- _Required work_: Give all of the data below as a numbered list, with blank lines dropped and the pictures left out.

- _Items_:
=-=-=-=-=
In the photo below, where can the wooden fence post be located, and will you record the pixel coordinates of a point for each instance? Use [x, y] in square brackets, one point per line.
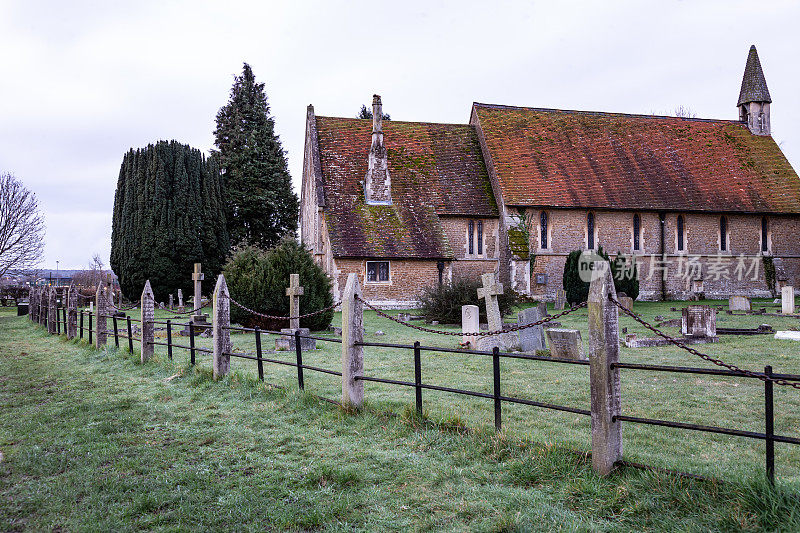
[72, 312]
[100, 315]
[221, 321]
[352, 352]
[52, 311]
[148, 316]
[604, 380]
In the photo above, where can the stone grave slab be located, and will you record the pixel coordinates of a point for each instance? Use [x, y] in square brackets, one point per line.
[566, 344]
[739, 303]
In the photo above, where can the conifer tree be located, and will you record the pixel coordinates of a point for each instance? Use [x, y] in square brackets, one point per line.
[260, 204]
[168, 214]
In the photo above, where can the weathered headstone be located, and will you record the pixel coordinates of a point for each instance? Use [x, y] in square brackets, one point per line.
[489, 292]
[625, 301]
[469, 323]
[566, 344]
[739, 303]
[531, 339]
[561, 300]
[287, 339]
[787, 300]
[699, 321]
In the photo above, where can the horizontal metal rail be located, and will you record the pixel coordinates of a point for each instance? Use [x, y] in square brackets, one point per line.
[285, 363]
[705, 429]
[706, 371]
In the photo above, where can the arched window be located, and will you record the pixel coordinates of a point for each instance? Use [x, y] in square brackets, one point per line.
[543, 230]
[723, 233]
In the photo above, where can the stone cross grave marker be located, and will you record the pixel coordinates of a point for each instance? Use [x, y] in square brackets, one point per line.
[469, 323]
[531, 339]
[787, 300]
[197, 278]
[294, 292]
[490, 291]
[566, 344]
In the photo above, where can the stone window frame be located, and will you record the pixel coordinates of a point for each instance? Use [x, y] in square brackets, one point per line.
[591, 222]
[545, 225]
[378, 282]
[765, 236]
[681, 242]
[636, 233]
[476, 238]
[724, 235]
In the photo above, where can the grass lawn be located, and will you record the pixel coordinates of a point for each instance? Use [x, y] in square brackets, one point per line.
[94, 440]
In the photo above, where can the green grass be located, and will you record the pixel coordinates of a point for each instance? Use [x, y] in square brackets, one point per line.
[94, 440]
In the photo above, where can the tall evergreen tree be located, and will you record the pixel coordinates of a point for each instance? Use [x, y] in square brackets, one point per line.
[260, 204]
[168, 214]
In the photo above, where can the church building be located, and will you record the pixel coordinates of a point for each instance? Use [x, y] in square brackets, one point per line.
[708, 207]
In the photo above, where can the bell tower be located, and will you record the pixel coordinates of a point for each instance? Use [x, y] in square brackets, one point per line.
[754, 99]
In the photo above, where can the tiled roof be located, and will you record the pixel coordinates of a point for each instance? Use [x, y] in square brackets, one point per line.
[754, 86]
[435, 169]
[546, 157]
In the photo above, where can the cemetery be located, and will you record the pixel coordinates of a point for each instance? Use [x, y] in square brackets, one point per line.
[374, 356]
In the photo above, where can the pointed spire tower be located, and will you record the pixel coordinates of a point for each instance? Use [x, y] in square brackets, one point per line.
[754, 98]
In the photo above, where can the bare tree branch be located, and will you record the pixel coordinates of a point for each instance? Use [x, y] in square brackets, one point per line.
[21, 226]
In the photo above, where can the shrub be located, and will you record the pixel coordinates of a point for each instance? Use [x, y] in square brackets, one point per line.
[443, 302]
[258, 280]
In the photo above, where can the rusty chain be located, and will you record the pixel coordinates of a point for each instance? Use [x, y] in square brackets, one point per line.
[701, 355]
[476, 334]
[275, 317]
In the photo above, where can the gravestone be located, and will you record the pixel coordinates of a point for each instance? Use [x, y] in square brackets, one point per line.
[699, 321]
[787, 300]
[469, 323]
[287, 339]
[531, 339]
[625, 301]
[489, 292]
[566, 344]
[561, 300]
[739, 303]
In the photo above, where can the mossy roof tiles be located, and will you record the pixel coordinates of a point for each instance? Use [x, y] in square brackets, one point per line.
[435, 169]
[546, 157]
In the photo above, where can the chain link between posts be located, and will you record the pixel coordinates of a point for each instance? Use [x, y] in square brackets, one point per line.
[275, 317]
[471, 334]
[701, 355]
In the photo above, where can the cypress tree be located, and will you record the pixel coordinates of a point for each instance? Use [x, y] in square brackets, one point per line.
[260, 204]
[168, 215]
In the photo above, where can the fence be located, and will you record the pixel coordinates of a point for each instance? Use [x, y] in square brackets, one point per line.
[605, 410]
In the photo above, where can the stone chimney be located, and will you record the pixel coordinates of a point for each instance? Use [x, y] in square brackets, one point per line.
[377, 184]
[754, 99]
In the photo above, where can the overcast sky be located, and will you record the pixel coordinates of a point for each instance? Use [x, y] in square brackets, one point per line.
[82, 82]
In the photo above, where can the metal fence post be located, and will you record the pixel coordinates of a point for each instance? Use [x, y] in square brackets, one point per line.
[498, 405]
[258, 354]
[418, 378]
[148, 316]
[352, 351]
[603, 376]
[221, 332]
[770, 425]
[298, 348]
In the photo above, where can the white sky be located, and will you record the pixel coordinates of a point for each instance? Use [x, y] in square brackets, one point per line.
[81, 82]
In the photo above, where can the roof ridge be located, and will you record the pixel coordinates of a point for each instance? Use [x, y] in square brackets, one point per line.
[603, 113]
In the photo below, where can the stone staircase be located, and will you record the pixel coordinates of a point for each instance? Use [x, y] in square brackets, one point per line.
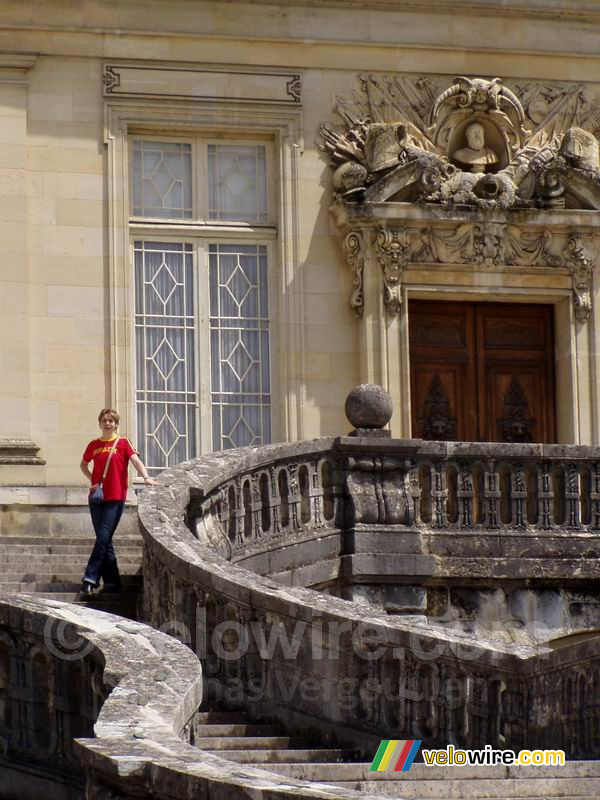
[576, 780]
[52, 567]
[229, 734]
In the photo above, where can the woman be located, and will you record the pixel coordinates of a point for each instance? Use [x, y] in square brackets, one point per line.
[106, 514]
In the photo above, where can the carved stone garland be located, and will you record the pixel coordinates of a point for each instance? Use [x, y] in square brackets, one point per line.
[493, 244]
[392, 249]
[476, 144]
[354, 248]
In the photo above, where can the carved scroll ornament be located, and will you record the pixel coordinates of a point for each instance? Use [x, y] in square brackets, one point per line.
[477, 143]
[392, 250]
[354, 248]
[485, 245]
[580, 266]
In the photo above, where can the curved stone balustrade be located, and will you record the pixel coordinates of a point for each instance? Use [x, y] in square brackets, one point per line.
[412, 483]
[92, 704]
[349, 671]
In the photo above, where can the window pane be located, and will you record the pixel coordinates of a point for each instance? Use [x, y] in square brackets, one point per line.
[237, 183]
[162, 179]
[165, 342]
[239, 322]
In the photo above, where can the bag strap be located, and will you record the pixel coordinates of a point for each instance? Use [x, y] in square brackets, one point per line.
[110, 455]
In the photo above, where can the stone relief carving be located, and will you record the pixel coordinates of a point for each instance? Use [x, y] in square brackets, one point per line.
[392, 249]
[436, 420]
[354, 248]
[580, 266]
[476, 143]
[485, 245]
[517, 424]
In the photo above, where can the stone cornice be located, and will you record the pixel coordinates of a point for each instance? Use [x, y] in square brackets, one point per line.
[15, 66]
[19, 451]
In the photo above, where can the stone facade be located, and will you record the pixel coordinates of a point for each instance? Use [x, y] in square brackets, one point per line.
[72, 102]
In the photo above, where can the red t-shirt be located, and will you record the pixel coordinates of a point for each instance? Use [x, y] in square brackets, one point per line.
=-=-=-=-=
- _Solved problem_:
1. In the photo below, where can the wooden fence post be located, and will you record the pixel coordinates of a point for each instance? Use [x, y] in square brackets, one point per line.
2. [72, 312]
3. [100, 315]
4. [221, 321]
5. [352, 352]
6. [52, 311]
7. [148, 316]
8. [604, 380]
9. In the photo above, where can the stone grave slab be located, and will you record the pixel coordinates of a point for each instance? Use [x, y] in square brackets, one point per line.
10. [566, 344]
11. [739, 303]
12. In the photo above, where can the conifer tree be located, and will you record the pixel coordinates of a point for each instance? Use [x, y] in square brackets, one point per line.
13. [260, 204]
14. [168, 214]
15. In the photo above, where can the weathered headstone be located, and will you record the pixel coordinates of a point for each instance? Use [x, y] in square brackets, one point per line.
16. [489, 292]
17. [625, 301]
18. [469, 323]
19. [566, 344]
20. [739, 303]
21. [531, 339]
22. [561, 300]
23. [287, 339]
24. [787, 300]
25. [699, 321]
26. In the photo above, where can the horizontal metal rail be located, and will you record the pixel coordinates of a point for each instance? Use [x, y] in square brackets, one point per line.
27. [285, 363]
28. [705, 429]
29. [706, 371]
30. In the photo above, where can the arched window be located, and will you record the pixel coordinates of a point for each instance? Use [x, y] in square brackets, one point per line.
31. [543, 230]
32. [723, 233]
33. In the photo above, where can the stone cross grave marker be located, and will you record the pixel coordinates of a point for each instance? Use [x, y] in square brackets, one point per line.
34. [469, 323]
35. [531, 339]
36. [787, 300]
37. [197, 278]
38. [294, 292]
39. [490, 291]
40. [566, 344]
41. In the photo above, where can the stone window frame be located, and will you record the pixel coordinates of a point for each instance? Use [x, y] in square brackets, one point per line.
42. [591, 222]
43. [545, 225]
44. [378, 282]
45. [765, 236]
46. [681, 242]
47. [636, 233]
48. [476, 238]
49. [724, 235]
50. In the photo above, where can the grass lawn be located, and will you record the pixel coordinates of a point for each instance? Use [x, y] in square brackets, one point per line.
51. [94, 440]
52. In the photo above, where can the green grass be located, and will you record the pixel coordinates of a point for each instance? Use [x, y] in square brackets, one point per line.
53. [94, 440]
54. In the photo above, where can the tall evergreen tree be located, and will you record the pixel coordinates of a point for each instance? Use [x, y] in square brackets, one point per line.
55. [260, 204]
56. [168, 214]
57. In the photo above, where can the church building be located, and will you record the pixel coordinates of a point for each instance? Use [x, y] in square brackets, one point per line.
58. [708, 207]
59. In the photo above, where can the bell tower be located, and will you record the pixel coordinates of a point for each instance? Use [x, y] in square brackets, one point per line.
60. [754, 99]
61. In the photo above, where can the tiled roof be located, and will you record the pixel coordinates of a point for each instance? Use [x, y] in square brackets, one point per line.
62. [754, 86]
63. [435, 169]
64. [546, 157]
65. In the photo above, where can the cemetery be located, and will you record the pixel coordinates of a point for each instance? Use [x, y] in square brackets, one point per line.
66. [374, 356]
67. In the photo above, where can the pointed spire tower be located, and will you record the pixel coordinates of a point for each instance? Use [x, y] in square brackets, one point per line.
68. [754, 98]
69. In the photo above, where can the bare tree branch be located, and will you record the pixel coordinates of a point for each instance? Use [x, y] in square brackets, one point per line.
70. [21, 226]
71. In the photo above, where can the shrub be located, and will you record the pixel coordinates of a point for each instance? Use [x, y] in square brackets, one point per line.
72. [443, 302]
73. [258, 280]
74. In the photo above, where can the rusty chain be located, and will you record the pixel coordinates of a point for each instance? Use [x, y] in square brackets, one point per line.
75. [701, 355]
76. [476, 334]
77. [275, 317]
78. In the photo above, where can the gravestone be located, and will you record the pixel coordinates of a point for each instance? Use [x, y] in square brackets, one point per line.
79. [699, 321]
80. [787, 300]
81. [469, 323]
82. [287, 339]
83. [531, 339]
84. [625, 301]
85. [489, 292]
86. [566, 344]
87. [561, 300]
88. [739, 303]
89. In the photo above, where can the mossy roof tiles be located, and will you record the pixel coordinates of a point for each instance? Use [x, y] in square brackets, one point per line.
90. [435, 169]
91. [546, 157]
92. In the photo above, where can the chain link between posts be located, and will you record the pixel coordinates of a point for each instance? Use [x, y] in square brackets, one point per line.
93. [275, 317]
94. [471, 334]
95. [701, 355]
96. In the photo above, where can the cypress tree be located, and will you record the pixel coordinates of a point for each instance? Use [x, y] in square brackets, one point per line.
97. [260, 204]
98. [168, 215]
99. In the photo above, where can the fence be located, and will you record the pixel coordinates of a point for each instance? Use [x, y] in square brackets, one point per line.
100. [605, 410]
101. In the photo above, where can the stone chimney be located, and will you record the pixel coordinates of a point for each instance? Use [x, y] in square brackets, one point per line.
102. [377, 184]
103. [754, 99]
104. In the photo above, where can the overcast sky be located, and will you record the pixel coordinates of a point for each instance? Use [x, y] in square brackets, one point per line.
105. [82, 82]
106. In the photo above, where can the metal fence post be located, and will you record the pixel coordinates of a point for each instance? Use [x, y] in square brackets, one point per line.
107. [498, 405]
108. [258, 354]
109. [418, 378]
110. [148, 316]
111. [352, 351]
112. [603, 376]
113. [221, 332]
114. [770, 425]
115. [298, 348]
116. In the photo above, where can the white sky be located, and will you record the pixel coordinates of a point for each instance? Use [x, y] in square brackets, one point per line.
117. [81, 82]
118. In the photo above, where can the roof ridge be located, and will you record the pixel coordinates of a point for each instance? Use [x, y] in square brackets, one point per line.
119. [603, 113]
120. In the photo below, where can the stone staircase be located, and will you record the pixel coordinates of a point for each instance? Use [x, y] in square brackets, one point per line.
121. [576, 780]
122. [52, 567]
123. [229, 734]
124. In the photo above, where can the woman be located, and will you record the pixel coordinates of a point for each instance? Use [x, y] in square brackets, one point per line.
125. [106, 514]
126. In the photo above, where can the carved stone garland be located, and will you record the pixel coordinates of a point for each instance? Use [x, y] in square brackets, one point per line.
127. [493, 244]
128. [392, 249]
129. [476, 144]
130. [354, 248]
131. In the photo above, where can the carved scroll ornament be located, and will you record the pixel coordinates of a point for each instance? Use [x, y] in square brackets, one point per line.
132. [477, 143]
133. [392, 250]
134. [354, 248]
135. [485, 245]
136. [580, 266]
137. In the photo above, where can the curved stone balustrade be located, and will you record the pixel coordinates of a point for each instance? Use [x, y] in square brackets, one point per line.
138. [412, 483]
139. [92, 704]
140. [349, 671]
141. In the photo above, where can the window pane be located, and will you record the pixel coordinates of a point for each instance? Use [x, y] in square brackets, one point per line.
142. [237, 183]
143. [162, 179]
144. [165, 342]
145. [239, 322]
146. In the photo above, where can the bag strap be located, and will you record the pixel coordinates of a point for each instance? Use [x, y] in square brackets, one point per line.
147. [110, 455]
148. In the photo above, where can the stone relief carving be located, and will you record the pixel coordinates of a point for each instance? Use [x, y] in square brackets, one point per line.
149. [392, 249]
150. [436, 420]
151. [354, 248]
152. [580, 266]
153. [476, 143]
154. [485, 245]
155. [517, 424]
156. In the photo above, where can the stone cornice be located, and will you record the pixel coordinates of a point for each instance? Use [x, y] in square brackets, one point per line.
157. [15, 66]
158. [19, 451]
159. In the photo above, where can the stone facade be located, and will you record the pixel coordinates of a point for each instance? Use [x, y] in square brackets, one point per line.
160. [72, 102]
161. In the photo above, where can the red t-shirt be located, and will you record the pixel coordinates of a point for each instance? Use [x, y] in square brackets, one point per line.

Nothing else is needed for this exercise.